Produce a character-for-character copy of the data below.

Start of THE RECORDS

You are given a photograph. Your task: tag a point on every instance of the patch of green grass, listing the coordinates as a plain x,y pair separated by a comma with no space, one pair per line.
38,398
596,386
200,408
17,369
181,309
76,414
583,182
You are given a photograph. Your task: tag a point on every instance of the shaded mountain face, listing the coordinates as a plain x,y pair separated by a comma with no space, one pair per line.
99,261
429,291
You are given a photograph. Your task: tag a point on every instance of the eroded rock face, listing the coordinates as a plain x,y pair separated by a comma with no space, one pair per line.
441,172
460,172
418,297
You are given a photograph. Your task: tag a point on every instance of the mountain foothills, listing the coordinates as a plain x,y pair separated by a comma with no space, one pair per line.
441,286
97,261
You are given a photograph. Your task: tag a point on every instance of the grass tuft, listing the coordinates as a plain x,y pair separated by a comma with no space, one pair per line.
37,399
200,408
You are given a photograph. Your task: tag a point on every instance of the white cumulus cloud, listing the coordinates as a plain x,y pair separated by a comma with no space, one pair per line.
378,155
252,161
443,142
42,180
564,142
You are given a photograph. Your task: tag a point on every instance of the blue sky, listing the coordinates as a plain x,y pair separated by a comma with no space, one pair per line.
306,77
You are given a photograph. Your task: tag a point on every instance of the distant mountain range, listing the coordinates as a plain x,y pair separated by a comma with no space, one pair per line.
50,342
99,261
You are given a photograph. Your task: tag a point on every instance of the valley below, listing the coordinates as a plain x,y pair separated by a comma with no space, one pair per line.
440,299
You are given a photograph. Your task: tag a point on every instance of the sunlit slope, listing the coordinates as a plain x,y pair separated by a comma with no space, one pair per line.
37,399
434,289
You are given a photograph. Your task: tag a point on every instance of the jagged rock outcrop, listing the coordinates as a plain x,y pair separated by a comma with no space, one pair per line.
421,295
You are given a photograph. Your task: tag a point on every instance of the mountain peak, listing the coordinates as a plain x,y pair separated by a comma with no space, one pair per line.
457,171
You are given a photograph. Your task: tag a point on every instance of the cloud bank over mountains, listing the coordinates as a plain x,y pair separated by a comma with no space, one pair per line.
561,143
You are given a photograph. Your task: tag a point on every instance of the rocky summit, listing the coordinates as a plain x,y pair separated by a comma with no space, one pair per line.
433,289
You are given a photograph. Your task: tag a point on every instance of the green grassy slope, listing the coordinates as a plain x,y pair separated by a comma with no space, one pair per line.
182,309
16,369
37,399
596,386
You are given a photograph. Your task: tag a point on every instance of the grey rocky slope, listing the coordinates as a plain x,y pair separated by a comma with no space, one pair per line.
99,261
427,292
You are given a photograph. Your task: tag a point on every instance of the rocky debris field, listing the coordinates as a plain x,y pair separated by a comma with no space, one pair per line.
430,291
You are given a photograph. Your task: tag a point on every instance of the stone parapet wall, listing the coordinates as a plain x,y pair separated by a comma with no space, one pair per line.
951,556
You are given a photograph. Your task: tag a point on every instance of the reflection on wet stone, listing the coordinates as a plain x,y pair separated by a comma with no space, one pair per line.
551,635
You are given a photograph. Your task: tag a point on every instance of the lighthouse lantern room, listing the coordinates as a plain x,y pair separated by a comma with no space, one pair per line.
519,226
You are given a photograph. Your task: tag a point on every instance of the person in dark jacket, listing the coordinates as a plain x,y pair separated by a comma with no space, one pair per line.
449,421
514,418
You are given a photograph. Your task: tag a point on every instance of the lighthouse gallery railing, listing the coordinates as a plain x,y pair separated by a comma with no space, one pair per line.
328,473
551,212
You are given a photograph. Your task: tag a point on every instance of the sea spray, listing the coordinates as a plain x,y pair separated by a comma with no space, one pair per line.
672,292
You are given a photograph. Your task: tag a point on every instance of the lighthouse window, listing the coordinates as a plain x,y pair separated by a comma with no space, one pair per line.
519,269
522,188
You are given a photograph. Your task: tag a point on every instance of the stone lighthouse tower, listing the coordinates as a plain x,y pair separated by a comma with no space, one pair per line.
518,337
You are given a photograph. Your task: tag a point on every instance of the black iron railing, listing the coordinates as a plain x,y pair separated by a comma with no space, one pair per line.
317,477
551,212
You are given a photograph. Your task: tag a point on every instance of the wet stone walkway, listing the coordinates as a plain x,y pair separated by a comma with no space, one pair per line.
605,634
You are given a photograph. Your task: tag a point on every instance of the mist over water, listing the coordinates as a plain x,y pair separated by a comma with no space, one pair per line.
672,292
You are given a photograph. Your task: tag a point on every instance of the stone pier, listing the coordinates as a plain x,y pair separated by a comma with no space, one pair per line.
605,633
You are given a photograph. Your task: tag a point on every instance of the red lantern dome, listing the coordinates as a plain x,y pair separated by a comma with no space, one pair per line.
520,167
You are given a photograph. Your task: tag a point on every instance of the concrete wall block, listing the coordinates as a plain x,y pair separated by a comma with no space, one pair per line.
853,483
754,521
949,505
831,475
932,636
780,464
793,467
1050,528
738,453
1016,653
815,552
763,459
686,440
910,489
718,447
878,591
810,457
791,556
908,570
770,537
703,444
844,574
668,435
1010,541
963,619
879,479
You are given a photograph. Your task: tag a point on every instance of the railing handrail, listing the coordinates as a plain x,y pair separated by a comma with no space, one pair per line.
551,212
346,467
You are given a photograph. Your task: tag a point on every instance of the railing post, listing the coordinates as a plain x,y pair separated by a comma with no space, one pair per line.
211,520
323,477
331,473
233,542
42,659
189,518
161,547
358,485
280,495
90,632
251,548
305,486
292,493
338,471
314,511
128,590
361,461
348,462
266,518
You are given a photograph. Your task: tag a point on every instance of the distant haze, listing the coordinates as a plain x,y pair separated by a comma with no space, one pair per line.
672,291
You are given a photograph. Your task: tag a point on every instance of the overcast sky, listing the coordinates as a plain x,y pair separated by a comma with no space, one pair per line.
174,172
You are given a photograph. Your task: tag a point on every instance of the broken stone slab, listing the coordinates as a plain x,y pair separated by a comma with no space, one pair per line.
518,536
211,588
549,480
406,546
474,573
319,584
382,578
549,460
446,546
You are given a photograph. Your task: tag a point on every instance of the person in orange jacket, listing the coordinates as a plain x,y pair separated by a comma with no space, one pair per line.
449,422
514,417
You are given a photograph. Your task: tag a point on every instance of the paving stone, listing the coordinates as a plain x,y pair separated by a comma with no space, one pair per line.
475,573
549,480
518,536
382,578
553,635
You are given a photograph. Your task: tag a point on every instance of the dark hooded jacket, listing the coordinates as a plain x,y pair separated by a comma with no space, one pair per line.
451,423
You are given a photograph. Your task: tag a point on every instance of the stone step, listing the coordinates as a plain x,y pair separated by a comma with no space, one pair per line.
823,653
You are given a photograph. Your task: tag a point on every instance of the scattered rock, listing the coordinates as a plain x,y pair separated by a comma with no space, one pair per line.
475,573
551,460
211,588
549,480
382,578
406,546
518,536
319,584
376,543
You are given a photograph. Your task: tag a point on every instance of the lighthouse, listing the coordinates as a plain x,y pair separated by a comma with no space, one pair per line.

End of THE RECORDS

*SOLUTION FOR THIS TASK*
You are given a photograph. Your task: tag a point on every instance of the patch of green grass, listing the coordinates as a plain x,y pair separated by a comma with no space, one pair per line.
38,398
596,386
200,408
17,369
181,309
76,414
583,182
You are given a photograph. Your task: tag a point on every instance of the shaded mountain face, listing the coordinates as a plain x,y pair separated by a comma with no space, one pair per line.
99,261
429,291
You are given a photograph. Your task: tag a point on every instance of the eroded rock face, listing the coordinates as a plain x,y pair separated by a comma with no space, one pair per line.
441,172
460,172
418,297
You are given a photograph. Your task: tag a point on every instance of the mountain foothills, listing the coordinates as a plain x,y pair separated by a comma with no space, one pair per line.
441,286
97,261
You are given a photograph. Your task: tag a point on every instance of the grass tuft, listing the coordinates as a plain x,y pair separated by a comma with no space, one pair per line.
37,399
200,408
You are given a photograph. Your task: tag a point on every instance of the white cumulus cloud, listing the coordinates as a plain x,y pair separated by a comma with no space, one pair per line.
378,155
252,161
443,142
42,180
564,142
You are given a photograph. Your task: tag a point on every instance of the blue sky, listing the coordinates as a plain x,y pair separated by a comma with no space, one pair per line.
306,77
You are given a photograph. Your task: tag a point on every instance of the distant mountain range, listing the coordinates as a plain x,y pair separated by a comma with no space, one pair per line.
50,342
99,261
You are given a photograph. Your task: tag a point on every instance of the valley below, listing the coordinates as a plain x,y pair separated by a comma with no space, one pair per line.
440,299
You are given a photograph. Your task: tag a point on every instance of the sunlit slope, listing the coordinates as a plain x,y pair separated by a comma with no space, one pair per line.
37,399
434,289
You are given a photograph. Your task: tag a point on every instance of the jagged rock outcrop, listing the coordinates as a plain x,y pair separated by a comma with no space, one pair per line.
421,295
You are given a photograph. Your task: tag a point on every instance of the mountain peak, listing the coordinates as a plain x,y pair separated by a comma with no space, one pair per line.
457,171
You are given a photograph. Your task: tag a point on every instance of the cloud bank over mountains, listing the coordinates as a plain x,y pair separated by a comma with no space, one pair per line.
561,143
You are given a photograph. Your task: tag a point on every instance of the rocky summit, listing the coordinates as a plain x,y pair separated by a comma with no space, one pair per line.
433,289
You are given a photograph. Your task: tag a point on every instance of the green grassy slope, listing the coordinates as a plain x,y pair separated by a comma with no space, one pair per line.
182,309
16,369
37,399
596,386
You are given a photograph. Your task: tag a point on every instance of the grey rocky slope, listing the coordinates as a plain x,y pair separated by a comma with no space, one pair per line.
99,261
427,292
You are given a photograph. Your task: tag a point on every instance of the rocky debris field, listing the coordinates as a plain x,y pair separated by a comma with no space, one pair per line.
430,291
You are given a photograph. Your task: tag a point on every instance of the stone parapet wall, listing the coordinates as a plain x,y pair separated by a comma with no space, one pair per line.
951,556
You are given a photograph. Your task: tag a point on every instance of the reflection on wet stone, listing the coordinates as a plain x,y pair separated by a comma with no space, one pair per line.
551,635
You are given a photograph. Your task: tag a point on every instance of the lighthouse lantern room, listing the coordinates as a plain x,y pair separated by a comma with no space, one pair per line.
519,226
You are given a photograph. Your task: tag a point on every instance of the person in dark jacket, listing the coordinates as a plain x,y pair separated by a comma with no space, one pair per line.
449,421
514,418
You are given a photograph. Your task: tag a point on every instance of the lighthouse gallery railing, listing the coordinates as a plain x,y pair separated by a comma with no space, one pair per line.
328,473
551,212
You are given a photograph. Your task: tag a point on every instance of the sea spray, listing the coordinates as a plain x,y pair separated by a comma with no space, one pair per line.
672,292
You are given a photograph. Your task: tag a point on every instance of the lighthouse window, listing the coordinates as a plain x,y pair separated by a comma with no space, one pair per line.
519,269
522,188
You are given a photograph. Your task: tag a point on every instance of the stone lighthouse tower, listing the coordinates as a plain x,y pair separated by a comma with no space, one pair per line.
518,337
You are given a photograph. Your task: tag a point on every instance of the black iron railing, listing the coordinates as a plain x,y pair separated by a comma with no space, one pair per line.
317,477
551,212
You are given a photograph. Your task: tag a point on every instance of the wet stone walkway, listing the coordinates as a plain x,y pair separated by a comma with no space, one pair per line.
605,634
You are given a photograph. Your task: tag a point on every instance of the mist over water, listing the coordinates as a plain x,y pair separated by a comma with no space, one pair per line.
672,292
You are given a photograph. Your task: tag a point on every instance of the stone pier, listing the coordinates as a plain x,y pair separated by a comma with no space, one pair per line.
605,633
You are given a photograph. Your task: tag a point on every instance of the red lantern dome, listing the coordinates as a plain x,y pair separated by a comma with no space, one pair per line.
520,167
You are given a photograph. Your task: tag a point on every instance of the concrete wall block, listing the coordinates as a plain x,y pair separated by a comma with no space, one pair per line.
853,483
754,521
949,505
831,475
932,636
780,464
793,467
1050,528
738,453
1016,653
815,552
763,459
686,440
910,489
718,447
878,591
810,457
791,556
908,570
770,537
703,444
844,574
668,435
1010,541
963,619
879,479
You are given a photograph. Your task: tag a point on every instance of the railing handrail, listing the coordinates as a plain x,y pair separated by a comma with no space, one pair per line.
551,212
346,467
You are given a photograph. Your task: tag a point on every instance of the railing post, listing the coordinates as a plain x,y pair separated by a comma with no space, one pair per line.
211,520
323,477
331,473
233,542
42,659
189,518
161,547
358,485
280,495
90,632
251,548
305,486
292,493
338,471
314,511
128,590
361,461
348,462
266,518
You are given a photograph. Your task: tag a point on every instance of the distant haze, listing the coordinates as a plain x,y pair separated by a comma with no space, one pair per line.
672,291
You are given a photograph. Your task: tag a point on every instance of the overcast sky, listing the coordinates as a plain x,y pair separated by a comma with no space, one pair per line.
174,172
You are given a photograph. Your task: tag a point on every instance of the broken stone slab, listing the coordinates as a plain x,y pair separated by a comma with no space, one pair per line.
518,536
211,588
549,480
406,546
474,573
319,584
382,578
549,460
446,546
You are given a photograph. Your task: tag a point on every instance of the person in orange jacket, listing the coordinates as a plain x,y pair separated by a comma with no space, one pair per line.
449,422
514,417
You are given a photograph. Your task: tag a point on every instance of the paving stone, listing the coordinates as a plain x,y pair separated by a comma with no space, one pair per line.
475,573
549,480
518,536
382,578
553,635
You are given a photograph. Your task: tag a point on every instance of the dark hooded jacket, listing the coordinates as a plain x,y pair separated by a comma with no space, one pair per line.
451,423
You are given a photograph. Your task: tag a point on every instance of the stone step, listing the coordinates as a plain x,y pair separated by a comma with no space, one pair per line.
823,653
You are given a photograph. Your task: tag a point on every instance of the scattered rock, listing the coordinates as a plain x,y pair separated by a comma with no space, one pair per line.
475,573
551,460
211,588
549,480
382,578
406,546
518,536
319,584
376,543
You are given a photograph. Your task: tag a point on every instance of the lighthouse, listing the coordinates as a plain x,y pair separated by a comma with no space, one pair per line.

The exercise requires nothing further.